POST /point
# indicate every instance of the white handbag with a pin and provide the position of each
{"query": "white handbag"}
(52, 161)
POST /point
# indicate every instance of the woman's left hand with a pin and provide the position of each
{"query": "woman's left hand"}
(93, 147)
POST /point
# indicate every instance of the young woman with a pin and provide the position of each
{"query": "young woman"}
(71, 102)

* Given request
Change "pin" to "marker" throughout all the records above, leaving every other part of the lines unchanged, and reproduce the lines.

* Correct output
POST /point
# indicate every instance of the white handbag with a marker and provide the position of each
{"query": "white handbag"}
(52, 161)
POST /point
# indicate every instance of the woman's left hand with a marker and provide the position of each
{"query": "woman's left hand"}
(93, 147)
POST /point
# indicate every instance of the young woman with a marker and provide the position of each
{"query": "young woman"}
(71, 102)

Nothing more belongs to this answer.